The origin and development of Chinese tones

by Ash Henson

Note: this is an exploration of where tones come from in Chinese.

What you will learn here:

Where tones come from in general
  • The tonal relationship between Hindi and Punjabi
  • Where tones come from in Chinese

  • How Mandarin tones are related to Middle Chinese tones
  • The relationship between the tones in Mandarin and the tones in Cantonese
  • The modern theory of tonogenesis (how tones originated)

One of the things that drew me to Chinese was tones. At the time, I was studying engineering and planning on learning Japanese, but the idea of a language where the meaning changes when the tone changes was deliciously intriguing. I have since learned that Japanese has pitch accent, which is actually even more complicated than tones, but that's a story for another day.

Where do tones come from?

It's commonly assumed that Chinese has always been tonal, but new data has come to light. Linguists have discovered that tones arise from simplification of the syllable. What that means is, when a syllable loses one or more of its sounds, one of the things that can happen is the birth of a tone. Now, I'm going to use some linguistic terms here, but if that isn't your thing, fear not. Each one will be explained. You can still get the gist even if you don't know what they are, so it shouldn't be a problem even if you ignore the footnotes.

It is a little known fact in most social circles that consonants (= sounds like b, g, t, etc. Not like a, e, i, etc.) at the beginning of a syllable (what linguists call onsets) and ones that come after the main vowel (a.k.a., post-nucleus consonants) can leave behind a difference in pitch on their way out the door.

Take the case of Hindi and Punjabi:

Hindi words with a voiced, aspirated consonant1 correspond to Punjabi words that are unvoiced, unaspirated, but have a tone. We'll come back to this in a second, but first, let's review the concepts of aspiration and voicing.

In Mandarin, t-, p-, k-, ch-, q- are aspirated, while their partners d-, b-, g-, zh-, j- are not. If you say those out loud, you should hear the difference, and the difference is a puff of air. So, t- and d- are basically the same sound, but t- has a puff of air, and d- does not. Same for: 

  • p- vs. b-
  • k- vs. g-
  • ch- vs. zh-
  • q- vs. j-

Linguists commonly use h to denote aspiration. It's like the little puff of air that comes out when you say t- is an h trying to escape. I used to think this was just a convention, but in Taiwanese Mandarin, people often delete t's. Like:
 我要把它放那裡 (我要把它放那里). Wǒ yào bǎ hā fàng nàlǐ. “I want to put it over there.”

The standard pronunciation of 它 is (note: t- is aspirated), but in quick speech, it often becomes . So, even when the t- is deleted, its aspiration (represented by the h) remains.

To understand voicing, let's look to English for some examples. The th in "this" is voiced, but the th in "thought" is not. If you aren't a native speaker of English, use to listen to some examples.

● **SOURCE MATERIAL**
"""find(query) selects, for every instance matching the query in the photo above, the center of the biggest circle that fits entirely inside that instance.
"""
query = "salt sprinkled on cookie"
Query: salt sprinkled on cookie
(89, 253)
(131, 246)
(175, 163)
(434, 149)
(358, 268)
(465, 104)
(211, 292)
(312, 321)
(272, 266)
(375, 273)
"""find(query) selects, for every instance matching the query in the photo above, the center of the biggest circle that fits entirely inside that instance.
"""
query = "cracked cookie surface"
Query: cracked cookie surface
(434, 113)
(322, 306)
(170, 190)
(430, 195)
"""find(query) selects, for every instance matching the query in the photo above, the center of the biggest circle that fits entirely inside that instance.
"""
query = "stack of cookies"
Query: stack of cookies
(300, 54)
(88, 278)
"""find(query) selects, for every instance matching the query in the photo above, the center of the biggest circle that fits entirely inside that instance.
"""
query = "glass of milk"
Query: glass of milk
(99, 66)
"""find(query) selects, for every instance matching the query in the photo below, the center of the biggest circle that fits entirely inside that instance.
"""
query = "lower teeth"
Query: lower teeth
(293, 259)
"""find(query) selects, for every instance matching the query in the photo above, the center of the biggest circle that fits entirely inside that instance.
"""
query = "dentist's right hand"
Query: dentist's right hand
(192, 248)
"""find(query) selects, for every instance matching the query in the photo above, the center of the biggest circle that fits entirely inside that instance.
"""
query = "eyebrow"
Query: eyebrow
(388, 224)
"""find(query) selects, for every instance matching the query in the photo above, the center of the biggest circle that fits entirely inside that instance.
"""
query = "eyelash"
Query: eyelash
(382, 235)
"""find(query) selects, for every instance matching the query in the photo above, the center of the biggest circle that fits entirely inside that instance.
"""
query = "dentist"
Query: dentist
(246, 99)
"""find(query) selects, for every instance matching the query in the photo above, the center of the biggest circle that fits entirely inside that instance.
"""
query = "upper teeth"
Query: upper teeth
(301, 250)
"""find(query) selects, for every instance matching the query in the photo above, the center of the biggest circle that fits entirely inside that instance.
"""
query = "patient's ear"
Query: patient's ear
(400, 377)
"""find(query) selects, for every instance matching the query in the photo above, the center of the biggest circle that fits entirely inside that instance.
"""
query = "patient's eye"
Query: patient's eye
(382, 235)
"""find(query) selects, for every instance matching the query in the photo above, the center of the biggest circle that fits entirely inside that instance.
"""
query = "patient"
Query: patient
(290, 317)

● **ASSIGNED TASK**
In the article on Chinese tones, rewrite everything from "It's commonly assumed" down to "out the door.", changing "syllable" to "word". You will not need the rows for this task.

● **OUTPUT OF THE TASK**
It's commonly assumed that Chinese has always been tonal, but new data has come to light. Linguists have discovered that tones arise from simplification of the word. What that means is, when a word loses one or more of its sounds, one of the things that can happen is the birth of a tone. Now, I'm going to use some linguistic terms here, but if that isn't your thing, fear not. Each one will be explained. You can still get the gist even if you don't know what they are, so it shouldn't be a problem even if you ignore the footnotes.

It is a little known fact in most social circles that consonants (= sounds like b, g, t, etc. Not like a, e, i, etc.) at the beginning of a word (what linguists call onsets) and ones that come after the main vowel (a.k.a., post-nucleus consonants) can leave behind a difference in pitch on their way out the door.